**Data lines**:
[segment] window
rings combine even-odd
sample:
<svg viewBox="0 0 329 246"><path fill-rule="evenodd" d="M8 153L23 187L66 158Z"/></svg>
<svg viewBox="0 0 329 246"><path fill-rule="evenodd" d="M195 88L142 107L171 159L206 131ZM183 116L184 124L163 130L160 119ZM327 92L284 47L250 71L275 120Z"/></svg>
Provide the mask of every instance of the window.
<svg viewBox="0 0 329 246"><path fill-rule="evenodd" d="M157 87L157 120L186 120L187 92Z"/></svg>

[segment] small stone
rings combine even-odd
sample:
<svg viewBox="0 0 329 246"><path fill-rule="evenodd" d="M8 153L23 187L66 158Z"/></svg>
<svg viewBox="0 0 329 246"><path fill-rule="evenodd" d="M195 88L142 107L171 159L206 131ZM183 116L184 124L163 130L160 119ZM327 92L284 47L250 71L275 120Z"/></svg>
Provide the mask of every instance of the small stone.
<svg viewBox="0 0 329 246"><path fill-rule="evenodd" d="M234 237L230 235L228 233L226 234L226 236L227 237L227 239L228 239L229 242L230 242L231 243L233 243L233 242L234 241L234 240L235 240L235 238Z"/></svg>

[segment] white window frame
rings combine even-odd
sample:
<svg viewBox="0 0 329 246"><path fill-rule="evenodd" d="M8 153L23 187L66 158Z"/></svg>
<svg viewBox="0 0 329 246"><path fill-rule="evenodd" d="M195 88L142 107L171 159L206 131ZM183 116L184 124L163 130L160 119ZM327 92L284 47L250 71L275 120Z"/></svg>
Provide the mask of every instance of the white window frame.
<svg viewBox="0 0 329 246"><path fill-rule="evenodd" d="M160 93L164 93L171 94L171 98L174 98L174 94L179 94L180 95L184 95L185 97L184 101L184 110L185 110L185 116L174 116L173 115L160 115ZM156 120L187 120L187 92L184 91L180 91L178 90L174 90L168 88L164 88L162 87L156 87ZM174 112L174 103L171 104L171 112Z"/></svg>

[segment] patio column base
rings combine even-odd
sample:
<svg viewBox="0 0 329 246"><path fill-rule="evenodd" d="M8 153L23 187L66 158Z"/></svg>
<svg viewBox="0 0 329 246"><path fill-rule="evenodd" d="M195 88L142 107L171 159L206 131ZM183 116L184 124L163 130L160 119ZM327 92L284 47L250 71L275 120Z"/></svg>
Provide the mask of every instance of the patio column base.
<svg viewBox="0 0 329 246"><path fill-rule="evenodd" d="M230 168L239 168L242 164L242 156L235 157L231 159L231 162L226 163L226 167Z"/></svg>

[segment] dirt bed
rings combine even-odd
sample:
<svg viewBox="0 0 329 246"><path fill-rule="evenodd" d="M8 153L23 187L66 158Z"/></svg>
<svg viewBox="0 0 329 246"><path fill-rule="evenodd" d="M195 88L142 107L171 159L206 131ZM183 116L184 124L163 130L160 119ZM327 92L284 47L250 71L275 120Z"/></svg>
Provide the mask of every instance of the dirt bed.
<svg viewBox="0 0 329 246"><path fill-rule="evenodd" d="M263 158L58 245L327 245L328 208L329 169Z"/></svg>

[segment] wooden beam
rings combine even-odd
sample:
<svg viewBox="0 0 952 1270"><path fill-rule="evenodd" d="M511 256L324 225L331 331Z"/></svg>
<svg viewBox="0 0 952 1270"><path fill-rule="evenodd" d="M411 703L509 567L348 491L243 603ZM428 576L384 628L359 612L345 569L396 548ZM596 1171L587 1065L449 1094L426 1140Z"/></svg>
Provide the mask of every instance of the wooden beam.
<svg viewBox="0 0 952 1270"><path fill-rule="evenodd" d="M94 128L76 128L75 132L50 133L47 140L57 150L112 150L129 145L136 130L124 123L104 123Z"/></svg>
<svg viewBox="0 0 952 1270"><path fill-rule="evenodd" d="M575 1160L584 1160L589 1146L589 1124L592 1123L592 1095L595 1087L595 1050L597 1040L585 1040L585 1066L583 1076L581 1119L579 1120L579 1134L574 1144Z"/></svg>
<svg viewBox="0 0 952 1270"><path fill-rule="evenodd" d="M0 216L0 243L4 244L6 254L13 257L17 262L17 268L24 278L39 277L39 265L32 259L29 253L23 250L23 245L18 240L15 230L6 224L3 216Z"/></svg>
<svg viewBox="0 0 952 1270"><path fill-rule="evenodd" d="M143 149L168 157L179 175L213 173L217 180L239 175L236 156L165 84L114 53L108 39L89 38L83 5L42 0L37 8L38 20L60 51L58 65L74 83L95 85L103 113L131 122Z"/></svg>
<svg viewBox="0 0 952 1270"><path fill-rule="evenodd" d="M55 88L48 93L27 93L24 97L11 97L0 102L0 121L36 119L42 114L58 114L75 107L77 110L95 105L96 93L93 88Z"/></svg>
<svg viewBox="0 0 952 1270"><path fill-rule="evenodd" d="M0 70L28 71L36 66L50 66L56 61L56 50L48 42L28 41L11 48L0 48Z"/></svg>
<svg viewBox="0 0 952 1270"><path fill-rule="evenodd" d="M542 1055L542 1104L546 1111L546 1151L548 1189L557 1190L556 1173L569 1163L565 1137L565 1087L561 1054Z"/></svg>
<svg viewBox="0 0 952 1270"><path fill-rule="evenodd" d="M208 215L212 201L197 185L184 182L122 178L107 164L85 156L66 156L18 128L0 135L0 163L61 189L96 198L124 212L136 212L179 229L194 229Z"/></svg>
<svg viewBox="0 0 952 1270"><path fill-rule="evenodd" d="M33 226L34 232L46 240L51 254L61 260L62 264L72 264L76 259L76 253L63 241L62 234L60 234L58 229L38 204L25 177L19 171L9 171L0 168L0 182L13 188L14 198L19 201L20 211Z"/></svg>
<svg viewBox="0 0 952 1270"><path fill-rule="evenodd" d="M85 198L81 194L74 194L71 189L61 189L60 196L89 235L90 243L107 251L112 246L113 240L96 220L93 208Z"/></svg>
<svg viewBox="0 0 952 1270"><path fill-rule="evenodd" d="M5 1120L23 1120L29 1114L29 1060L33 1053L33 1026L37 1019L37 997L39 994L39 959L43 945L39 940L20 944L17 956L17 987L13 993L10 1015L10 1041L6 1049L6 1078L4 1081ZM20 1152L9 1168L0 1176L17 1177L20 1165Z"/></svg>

**Task description**: Reproduce all of the rows above word for word, adding nothing and leaving nothing out.

**Correct result**:
[segment] window
rings combine even-odd
sample:
<svg viewBox="0 0 329 246"><path fill-rule="evenodd" d="M8 153L23 187L66 158Z"/></svg>
<svg viewBox="0 0 329 246"><path fill-rule="evenodd" d="M195 88L142 107L171 159L206 131ZM183 116L184 124L163 130L160 119ZM327 92L284 47L250 71L275 120Z"/></svg>
Provide the mask of every instance of the window.
<svg viewBox="0 0 329 246"><path fill-rule="evenodd" d="M157 87L157 120L186 120L187 92Z"/></svg>

[segment] small stone
rings combine even-odd
sample:
<svg viewBox="0 0 329 246"><path fill-rule="evenodd" d="M8 153L23 187L66 158Z"/></svg>
<svg viewBox="0 0 329 246"><path fill-rule="evenodd" d="M195 88L142 107L171 159L206 131ZM183 116L184 124L163 130L160 119ZM327 92L284 47L250 71L275 120Z"/></svg>
Provide the mask of every instance of the small stone.
<svg viewBox="0 0 329 246"><path fill-rule="evenodd" d="M234 237L230 235L228 233L226 234L226 236L227 237L227 239L228 239L229 242L230 242L231 243L233 243L233 242L234 241L234 240L235 240L235 238Z"/></svg>

[segment] white window frame
rings combine even-odd
sample:
<svg viewBox="0 0 329 246"><path fill-rule="evenodd" d="M8 153L23 187L66 158Z"/></svg>
<svg viewBox="0 0 329 246"><path fill-rule="evenodd" d="M195 88L142 107L171 159L206 131ZM183 116L184 124L163 130L160 119ZM327 92L284 47L250 71L275 120Z"/></svg>
Provide the mask of every instance of the white window frame.
<svg viewBox="0 0 329 246"><path fill-rule="evenodd" d="M160 93L164 93L171 94L171 98L174 98L174 94L179 94L180 95L184 95L185 97L184 101L184 110L185 110L185 116L174 116L173 115L160 115ZM156 120L187 120L187 92L184 91L180 91L178 90L174 90L168 88L164 88L162 87L156 87ZM174 112L174 103L171 104L171 112Z"/></svg>

[segment] patio column base
rings combine even-odd
sample:
<svg viewBox="0 0 329 246"><path fill-rule="evenodd" d="M8 153L23 187L66 158Z"/></svg>
<svg viewBox="0 0 329 246"><path fill-rule="evenodd" d="M195 88L142 107L171 159L206 131ZM183 116L184 124L163 130L160 119ZM327 92L284 47L250 71L275 120Z"/></svg>
Provide the mask of every instance of the patio column base.
<svg viewBox="0 0 329 246"><path fill-rule="evenodd" d="M230 168L239 168L242 164L242 156L235 157L231 159L231 162L226 163L226 167Z"/></svg>

[segment] dirt bed
rings combine even-odd
sample:
<svg viewBox="0 0 329 246"><path fill-rule="evenodd" d="M8 153L23 187L66 158Z"/></svg>
<svg viewBox="0 0 329 246"><path fill-rule="evenodd" d="M195 88L142 107L171 159L206 131ZM183 116L184 124L163 130L160 119ZM327 92L284 47L250 71L275 120Z"/></svg>
Provide the mask of every instance of the dirt bed.
<svg viewBox="0 0 329 246"><path fill-rule="evenodd" d="M263 158L58 245L327 245L328 208L329 169Z"/></svg>

[segment] wooden beam
rings combine even-odd
sample:
<svg viewBox="0 0 952 1270"><path fill-rule="evenodd" d="M511 256L324 225L331 331Z"/></svg>
<svg viewBox="0 0 952 1270"><path fill-rule="evenodd" d="M411 703L509 567L348 491L243 603ZM428 576L384 628L359 612L345 569L396 548ZM596 1171L587 1065L449 1094L426 1140Z"/></svg>
Provide the mask of every instance of the wooden beam.
<svg viewBox="0 0 952 1270"><path fill-rule="evenodd" d="M94 128L76 128L75 132L50 133L47 140L57 150L112 150L129 145L136 130L124 123L104 123Z"/></svg>
<svg viewBox="0 0 952 1270"><path fill-rule="evenodd" d="M575 1160L584 1160L589 1146L589 1124L592 1123L592 1095L595 1087L595 1050L597 1040L585 1040L585 1066L583 1076L581 1119L579 1120L579 1134L574 1144Z"/></svg>
<svg viewBox="0 0 952 1270"><path fill-rule="evenodd" d="M0 216L0 243L4 244L6 254L13 257L17 262L17 268L24 278L39 277L39 265L32 259L29 253L23 250L23 245L18 240L15 230L6 224L3 216Z"/></svg>
<svg viewBox="0 0 952 1270"><path fill-rule="evenodd" d="M143 149L168 157L179 175L213 173L217 180L239 175L236 156L165 84L114 53L108 39L89 38L83 5L42 0L37 8L38 20L60 51L58 65L74 83L95 85L103 113L131 122Z"/></svg>
<svg viewBox="0 0 952 1270"><path fill-rule="evenodd" d="M55 88L48 93L27 93L24 97L11 97L0 102L0 121L36 119L42 114L58 114L75 107L77 110L95 105L96 93L93 88Z"/></svg>
<svg viewBox="0 0 952 1270"><path fill-rule="evenodd" d="M0 70L28 71L36 66L50 66L56 61L56 50L48 42L28 41L11 48L0 48Z"/></svg>
<svg viewBox="0 0 952 1270"><path fill-rule="evenodd" d="M542 1055L542 1104L546 1111L546 1151L548 1189L557 1190L556 1173L569 1163L565 1137L565 1087L561 1054Z"/></svg>
<svg viewBox="0 0 952 1270"><path fill-rule="evenodd" d="M208 215L212 201L197 185L184 182L122 178L107 164L85 156L66 156L18 128L0 135L0 163L61 189L96 198L124 212L136 212L179 229L194 229Z"/></svg>
<svg viewBox="0 0 952 1270"><path fill-rule="evenodd" d="M33 226L34 232L46 240L51 254L61 260L62 264L72 264L76 259L76 253L63 241L62 234L60 234L58 229L38 204L25 177L19 171L9 171L0 168L0 182L13 188L14 198L19 201L20 211Z"/></svg>
<svg viewBox="0 0 952 1270"><path fill-rule="evenodd" d="M85 198L81 194L74 194L71 189L61 189L60 196L89 235L90 243L107 251L112 246L113 240L96 220L93 208Z"/></svg>
<svg viewBox="0 0 952 1270"><path fill-rule="evenodd" d="M5 1120L23 1120L29 1114L29 1060L33 1053L33 1026L37 1019L37 997L39 994L39 959L43 945L39 940L20 944L17 956L17 987L13 993L10 1015L10 1041L6 1049L6 1078L4 1081ZM20 1152L9 1168L0 1176L17 1177L20 1165Z"/></svg>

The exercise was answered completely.